▶ [CHALLENGE]: Rewrite the records from the line with "of the orange" through the end of the records, both ends included, keeping the requests in place. Scale every x,y coordinate in the answers by 1.8, rounding to whole numbers with halves going up, and leave the numbers in the requests and their sample pairs as they are.

▶ [INPUT ROWS]:
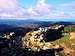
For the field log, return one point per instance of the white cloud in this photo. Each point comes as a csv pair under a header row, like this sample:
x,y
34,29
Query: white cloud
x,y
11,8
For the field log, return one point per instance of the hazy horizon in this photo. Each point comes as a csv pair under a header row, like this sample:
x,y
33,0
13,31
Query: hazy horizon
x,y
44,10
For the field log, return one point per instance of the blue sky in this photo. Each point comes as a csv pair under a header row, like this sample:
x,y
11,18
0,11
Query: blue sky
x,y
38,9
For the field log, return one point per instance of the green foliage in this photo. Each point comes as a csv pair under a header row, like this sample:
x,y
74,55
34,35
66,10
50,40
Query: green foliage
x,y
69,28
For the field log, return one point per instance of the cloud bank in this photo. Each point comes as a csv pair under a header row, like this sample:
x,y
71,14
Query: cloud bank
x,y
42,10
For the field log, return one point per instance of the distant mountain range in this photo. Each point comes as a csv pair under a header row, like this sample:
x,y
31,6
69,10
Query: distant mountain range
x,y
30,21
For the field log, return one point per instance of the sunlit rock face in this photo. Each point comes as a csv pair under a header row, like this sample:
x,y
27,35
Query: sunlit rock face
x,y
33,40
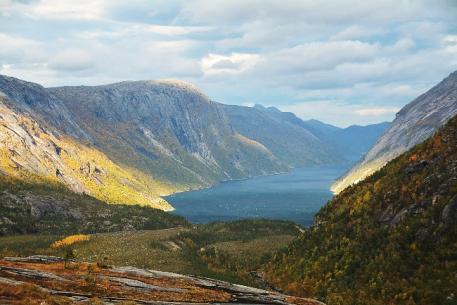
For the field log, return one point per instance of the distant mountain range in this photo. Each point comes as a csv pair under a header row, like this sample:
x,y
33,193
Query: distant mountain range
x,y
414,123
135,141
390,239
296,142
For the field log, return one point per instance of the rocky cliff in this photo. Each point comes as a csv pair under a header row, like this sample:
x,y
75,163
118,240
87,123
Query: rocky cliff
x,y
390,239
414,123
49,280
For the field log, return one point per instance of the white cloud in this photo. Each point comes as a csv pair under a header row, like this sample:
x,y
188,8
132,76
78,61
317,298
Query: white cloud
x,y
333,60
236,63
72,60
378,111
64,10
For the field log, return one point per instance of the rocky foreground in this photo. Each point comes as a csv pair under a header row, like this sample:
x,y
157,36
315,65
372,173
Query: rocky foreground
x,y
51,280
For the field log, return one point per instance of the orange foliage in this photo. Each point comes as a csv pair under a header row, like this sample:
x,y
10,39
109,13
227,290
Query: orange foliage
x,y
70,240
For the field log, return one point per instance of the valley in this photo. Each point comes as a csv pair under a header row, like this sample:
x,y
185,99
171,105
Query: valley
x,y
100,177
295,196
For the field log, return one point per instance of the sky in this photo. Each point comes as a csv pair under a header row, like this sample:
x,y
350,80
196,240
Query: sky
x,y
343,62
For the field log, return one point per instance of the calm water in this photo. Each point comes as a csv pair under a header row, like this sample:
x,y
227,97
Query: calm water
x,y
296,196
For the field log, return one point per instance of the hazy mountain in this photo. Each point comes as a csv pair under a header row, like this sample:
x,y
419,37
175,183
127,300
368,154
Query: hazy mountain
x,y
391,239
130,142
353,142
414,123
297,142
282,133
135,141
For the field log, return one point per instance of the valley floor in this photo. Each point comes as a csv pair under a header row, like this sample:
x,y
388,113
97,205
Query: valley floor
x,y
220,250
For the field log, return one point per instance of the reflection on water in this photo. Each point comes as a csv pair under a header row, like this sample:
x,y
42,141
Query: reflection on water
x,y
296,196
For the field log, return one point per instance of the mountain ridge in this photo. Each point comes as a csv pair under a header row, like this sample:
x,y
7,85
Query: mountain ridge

▶ [WRITTEN SOLUTION]:
For the field log, return one point per instance of the orange foliage in this photo. Each point comes as a csv pair under a header row, like this sample:
x,y
10,39
109,13
227,290
Query: orange foliage
x,y
126,432
For the field log, return one point per instance of the valley in this photo. Each point comes as a csv pair under a header row, like this sample:
x,y
185,99
171,105
Query: valley
x,y
180,319
531,353
For the field log, return one point per instance of the sky in this photo. Each point comes as a csv pair under a header row, like this sample:
x,y
350,80
196,240
Query: sky
x,y
617,112
For the field log, return one point per instance of the calm water in this photo. Each point comes as a csv pair under a header row, like this sample:
x,y
227,97
Query: calm water
x,y
533,353
For the field log, return one point per instance of the hazy mountain in this photo. Each point comes as a csv pair under a header row, like this sample:
x,y
419,37
175,183
127,300
368,154
Query: hazy mountain
x,y
704,430
234,256
635,256
745,221
535,256
508,239
243,254
For the field log, return one point per instance of the valley floor in this photo. Each point comes as a csv pair under a header row, like this sample:
x,y
388,113
97,205
Query: valley floor
x,y
396,450
For the field log, return one point per instance of the reflection on water in this photo. Each point comes as a csv pair under a header row, like this sample:
x,y
42,141
Query: reflection on water
x,y
533,353
For the field log, return one point per instance of the mountain ridge in this photo. Each point comes as a csv pair under a header row, like this sample:
x,y
7,85
Query: mountain ridge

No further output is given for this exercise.